> _PROBLEM TO SOLVE_: Every line from the line containing "Could you please indicate the red feather" through the final line of the data is to be printed exactly; no other line is to appear.

> _PROVIDED DATA_:
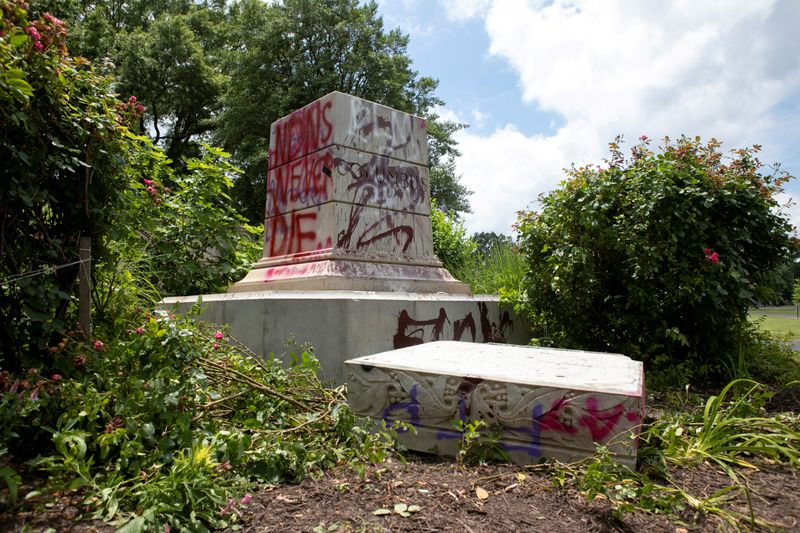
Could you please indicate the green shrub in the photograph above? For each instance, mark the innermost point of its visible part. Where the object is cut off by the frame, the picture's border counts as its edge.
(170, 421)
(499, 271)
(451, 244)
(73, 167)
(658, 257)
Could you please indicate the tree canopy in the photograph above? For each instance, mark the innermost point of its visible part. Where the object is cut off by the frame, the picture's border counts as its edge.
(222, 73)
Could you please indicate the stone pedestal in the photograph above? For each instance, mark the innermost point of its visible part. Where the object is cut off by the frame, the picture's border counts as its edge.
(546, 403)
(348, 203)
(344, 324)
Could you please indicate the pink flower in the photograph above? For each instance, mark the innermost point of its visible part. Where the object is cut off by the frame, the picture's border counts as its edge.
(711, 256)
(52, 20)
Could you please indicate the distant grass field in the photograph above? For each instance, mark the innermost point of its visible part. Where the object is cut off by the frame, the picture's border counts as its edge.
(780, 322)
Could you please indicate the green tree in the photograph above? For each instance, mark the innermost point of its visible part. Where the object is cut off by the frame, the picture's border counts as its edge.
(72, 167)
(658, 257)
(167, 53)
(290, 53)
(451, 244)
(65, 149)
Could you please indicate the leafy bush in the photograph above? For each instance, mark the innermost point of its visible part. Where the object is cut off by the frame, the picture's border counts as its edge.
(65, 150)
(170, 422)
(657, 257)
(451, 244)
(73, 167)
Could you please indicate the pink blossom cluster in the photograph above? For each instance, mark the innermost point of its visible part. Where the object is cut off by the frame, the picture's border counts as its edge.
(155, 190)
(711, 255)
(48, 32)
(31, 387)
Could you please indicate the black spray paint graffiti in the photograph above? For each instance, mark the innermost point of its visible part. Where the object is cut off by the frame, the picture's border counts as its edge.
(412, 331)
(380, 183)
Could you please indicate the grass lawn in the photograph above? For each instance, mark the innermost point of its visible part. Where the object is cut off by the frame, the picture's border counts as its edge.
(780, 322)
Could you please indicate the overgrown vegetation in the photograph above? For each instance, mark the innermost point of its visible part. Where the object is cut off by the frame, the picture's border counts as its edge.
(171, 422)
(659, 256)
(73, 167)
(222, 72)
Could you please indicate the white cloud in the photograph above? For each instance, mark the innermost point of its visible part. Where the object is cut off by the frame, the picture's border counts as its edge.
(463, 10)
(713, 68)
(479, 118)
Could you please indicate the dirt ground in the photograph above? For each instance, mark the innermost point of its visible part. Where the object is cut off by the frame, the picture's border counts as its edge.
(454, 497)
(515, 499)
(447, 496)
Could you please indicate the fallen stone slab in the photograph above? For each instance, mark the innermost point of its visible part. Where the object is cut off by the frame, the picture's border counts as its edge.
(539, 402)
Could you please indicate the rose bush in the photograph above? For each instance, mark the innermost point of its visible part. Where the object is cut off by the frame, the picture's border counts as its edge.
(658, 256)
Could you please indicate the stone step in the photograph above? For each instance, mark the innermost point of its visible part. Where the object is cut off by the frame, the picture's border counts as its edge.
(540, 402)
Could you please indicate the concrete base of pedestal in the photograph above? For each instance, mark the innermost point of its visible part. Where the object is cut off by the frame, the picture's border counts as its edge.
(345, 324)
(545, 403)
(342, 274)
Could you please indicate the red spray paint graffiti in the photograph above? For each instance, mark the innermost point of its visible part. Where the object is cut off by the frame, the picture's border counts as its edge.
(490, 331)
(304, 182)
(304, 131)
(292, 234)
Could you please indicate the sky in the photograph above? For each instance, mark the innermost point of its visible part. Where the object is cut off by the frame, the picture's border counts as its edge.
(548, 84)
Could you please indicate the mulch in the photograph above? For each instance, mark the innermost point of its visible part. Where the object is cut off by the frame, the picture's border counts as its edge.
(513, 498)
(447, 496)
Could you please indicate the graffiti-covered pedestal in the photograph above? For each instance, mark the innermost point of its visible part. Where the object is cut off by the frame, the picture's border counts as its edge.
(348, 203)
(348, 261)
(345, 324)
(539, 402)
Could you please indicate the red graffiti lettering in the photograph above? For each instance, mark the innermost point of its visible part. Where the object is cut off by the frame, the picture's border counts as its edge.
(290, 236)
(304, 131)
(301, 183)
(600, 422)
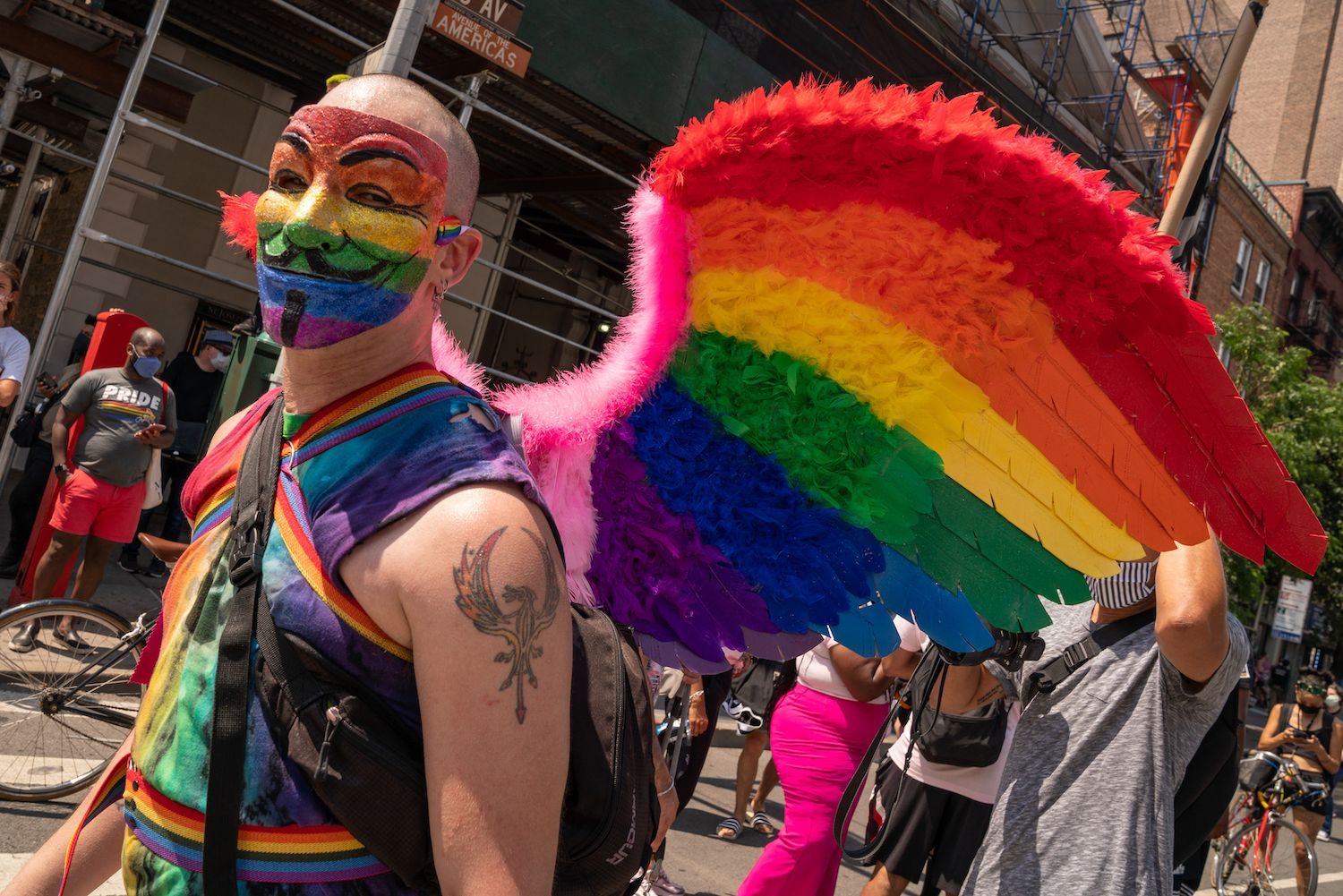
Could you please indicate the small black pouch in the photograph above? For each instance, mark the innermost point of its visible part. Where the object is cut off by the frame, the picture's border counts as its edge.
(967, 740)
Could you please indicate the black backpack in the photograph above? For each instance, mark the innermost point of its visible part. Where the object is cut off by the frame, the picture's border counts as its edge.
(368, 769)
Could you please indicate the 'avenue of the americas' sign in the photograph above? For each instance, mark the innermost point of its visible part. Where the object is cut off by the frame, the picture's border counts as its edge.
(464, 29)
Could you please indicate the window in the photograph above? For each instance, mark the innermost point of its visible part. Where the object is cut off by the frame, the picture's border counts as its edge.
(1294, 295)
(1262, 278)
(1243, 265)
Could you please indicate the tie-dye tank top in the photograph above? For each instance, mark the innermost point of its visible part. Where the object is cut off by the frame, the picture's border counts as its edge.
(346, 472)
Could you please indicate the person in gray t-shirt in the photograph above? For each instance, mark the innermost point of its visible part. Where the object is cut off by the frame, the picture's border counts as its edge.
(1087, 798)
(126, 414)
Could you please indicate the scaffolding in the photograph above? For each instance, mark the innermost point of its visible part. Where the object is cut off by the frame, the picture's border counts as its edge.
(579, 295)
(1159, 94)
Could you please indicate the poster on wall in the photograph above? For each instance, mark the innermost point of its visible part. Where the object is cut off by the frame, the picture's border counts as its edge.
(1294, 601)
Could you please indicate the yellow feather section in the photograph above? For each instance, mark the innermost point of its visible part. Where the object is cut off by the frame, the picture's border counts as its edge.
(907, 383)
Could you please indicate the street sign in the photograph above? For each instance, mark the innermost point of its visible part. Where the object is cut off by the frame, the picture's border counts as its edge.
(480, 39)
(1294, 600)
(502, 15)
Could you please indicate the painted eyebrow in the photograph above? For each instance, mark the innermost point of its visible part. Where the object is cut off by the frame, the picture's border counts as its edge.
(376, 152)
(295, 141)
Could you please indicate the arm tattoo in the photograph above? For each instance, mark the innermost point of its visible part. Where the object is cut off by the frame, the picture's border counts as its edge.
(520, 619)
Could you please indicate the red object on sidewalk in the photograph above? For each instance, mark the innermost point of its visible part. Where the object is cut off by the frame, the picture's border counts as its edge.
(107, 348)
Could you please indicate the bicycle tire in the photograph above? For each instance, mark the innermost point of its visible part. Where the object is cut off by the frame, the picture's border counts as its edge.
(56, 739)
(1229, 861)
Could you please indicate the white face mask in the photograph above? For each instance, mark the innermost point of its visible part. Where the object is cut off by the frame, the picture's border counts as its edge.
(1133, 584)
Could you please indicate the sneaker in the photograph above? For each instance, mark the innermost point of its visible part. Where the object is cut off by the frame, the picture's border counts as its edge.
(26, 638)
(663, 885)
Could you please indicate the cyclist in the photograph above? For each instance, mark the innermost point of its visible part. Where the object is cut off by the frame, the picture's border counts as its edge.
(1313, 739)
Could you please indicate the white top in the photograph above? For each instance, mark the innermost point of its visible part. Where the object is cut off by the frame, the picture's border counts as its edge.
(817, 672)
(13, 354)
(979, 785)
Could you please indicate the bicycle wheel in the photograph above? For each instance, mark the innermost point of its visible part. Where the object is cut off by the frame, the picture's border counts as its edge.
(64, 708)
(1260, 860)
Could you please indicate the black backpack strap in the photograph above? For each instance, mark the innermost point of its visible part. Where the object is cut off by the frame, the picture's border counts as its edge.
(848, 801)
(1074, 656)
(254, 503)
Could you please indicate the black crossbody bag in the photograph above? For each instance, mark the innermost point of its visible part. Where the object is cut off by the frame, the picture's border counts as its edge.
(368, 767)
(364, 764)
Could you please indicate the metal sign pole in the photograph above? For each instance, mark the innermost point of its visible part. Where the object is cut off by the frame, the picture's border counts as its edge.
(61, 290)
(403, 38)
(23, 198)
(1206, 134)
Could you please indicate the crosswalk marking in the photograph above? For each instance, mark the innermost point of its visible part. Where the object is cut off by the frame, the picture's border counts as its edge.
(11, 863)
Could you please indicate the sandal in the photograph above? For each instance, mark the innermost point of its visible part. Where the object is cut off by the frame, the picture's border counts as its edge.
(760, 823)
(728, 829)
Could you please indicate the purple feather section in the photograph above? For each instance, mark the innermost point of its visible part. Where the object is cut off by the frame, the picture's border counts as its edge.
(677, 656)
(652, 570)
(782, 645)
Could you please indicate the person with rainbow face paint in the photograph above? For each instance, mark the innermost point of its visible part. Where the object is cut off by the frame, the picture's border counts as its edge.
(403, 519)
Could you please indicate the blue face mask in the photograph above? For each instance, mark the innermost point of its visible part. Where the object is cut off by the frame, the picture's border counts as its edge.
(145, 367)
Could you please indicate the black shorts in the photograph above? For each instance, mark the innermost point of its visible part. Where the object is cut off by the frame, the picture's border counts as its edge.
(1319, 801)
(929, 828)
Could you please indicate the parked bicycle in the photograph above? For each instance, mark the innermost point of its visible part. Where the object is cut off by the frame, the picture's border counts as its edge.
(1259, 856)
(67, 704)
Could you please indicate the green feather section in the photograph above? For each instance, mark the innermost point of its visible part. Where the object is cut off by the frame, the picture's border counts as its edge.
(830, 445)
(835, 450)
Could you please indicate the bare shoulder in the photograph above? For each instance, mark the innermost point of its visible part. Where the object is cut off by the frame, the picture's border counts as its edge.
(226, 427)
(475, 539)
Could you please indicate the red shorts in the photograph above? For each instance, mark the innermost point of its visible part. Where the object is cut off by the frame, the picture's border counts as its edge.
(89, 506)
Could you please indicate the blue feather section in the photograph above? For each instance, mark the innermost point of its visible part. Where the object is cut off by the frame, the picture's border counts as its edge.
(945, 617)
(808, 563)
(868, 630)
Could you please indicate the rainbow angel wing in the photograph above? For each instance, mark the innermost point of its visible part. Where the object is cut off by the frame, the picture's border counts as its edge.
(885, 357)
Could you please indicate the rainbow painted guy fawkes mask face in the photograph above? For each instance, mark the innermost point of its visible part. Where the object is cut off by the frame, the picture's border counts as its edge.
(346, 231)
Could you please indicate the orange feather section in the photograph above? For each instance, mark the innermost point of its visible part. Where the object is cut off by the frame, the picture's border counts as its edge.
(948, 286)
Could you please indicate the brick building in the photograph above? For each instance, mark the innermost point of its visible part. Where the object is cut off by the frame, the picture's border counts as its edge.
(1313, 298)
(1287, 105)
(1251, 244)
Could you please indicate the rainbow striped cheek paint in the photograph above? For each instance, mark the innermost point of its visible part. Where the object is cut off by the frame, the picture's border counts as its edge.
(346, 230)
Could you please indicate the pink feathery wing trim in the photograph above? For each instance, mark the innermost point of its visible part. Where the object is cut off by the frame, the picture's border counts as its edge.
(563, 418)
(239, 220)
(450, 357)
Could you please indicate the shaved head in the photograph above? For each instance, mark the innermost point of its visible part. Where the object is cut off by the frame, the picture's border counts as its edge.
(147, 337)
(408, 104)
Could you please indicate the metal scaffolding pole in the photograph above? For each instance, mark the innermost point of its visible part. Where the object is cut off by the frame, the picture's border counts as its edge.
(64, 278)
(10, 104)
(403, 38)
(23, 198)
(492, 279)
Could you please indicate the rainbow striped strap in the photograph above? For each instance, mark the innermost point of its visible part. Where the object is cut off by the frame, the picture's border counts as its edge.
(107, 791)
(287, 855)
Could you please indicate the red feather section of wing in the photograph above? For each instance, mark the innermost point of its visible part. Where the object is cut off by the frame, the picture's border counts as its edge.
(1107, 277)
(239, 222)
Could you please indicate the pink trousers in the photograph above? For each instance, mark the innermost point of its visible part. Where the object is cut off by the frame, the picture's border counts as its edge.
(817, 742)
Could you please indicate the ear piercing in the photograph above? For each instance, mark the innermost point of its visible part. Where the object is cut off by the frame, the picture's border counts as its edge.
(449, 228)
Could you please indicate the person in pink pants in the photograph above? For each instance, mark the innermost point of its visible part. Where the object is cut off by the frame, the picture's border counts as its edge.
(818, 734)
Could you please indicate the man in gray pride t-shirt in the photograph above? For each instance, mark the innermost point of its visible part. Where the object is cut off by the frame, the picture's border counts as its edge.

> _EXERCISE SOLUTION_:
Could you please indicate the red feather section of wing in the photograph above? For each instance, mark the innermost point of its visible part. Where the object is cut off by the frame, the picture's border counts as its edge.
(1107, 277)
(239, 222)
Could you please indicate the pink trousers in the photograph above? For each instance, mark the innermost point of its visible part. Where the object is cut off by the frame, the picture's border counts as its edge.
(817, 742)
Could you please indicate the ear piercing in the photograph above? For each instance, mark the innermost point of its visible part. Where the object is cut off by the frame, the picture's border counts as its edge.
(449, 228)
Could you please indicate the person in pink pants in the photograph above? For each instance, mark the innermost point of its visible part. Where the object is cut off by the frame, the picture's border counts as its edge.
(818, 734)
Could you please indicate the man in gray pride t-shirt in the photograph above? For each instance, mark the innermost point of its visible part. Where the object is cut off by the frame, the picture's border counts as its edge.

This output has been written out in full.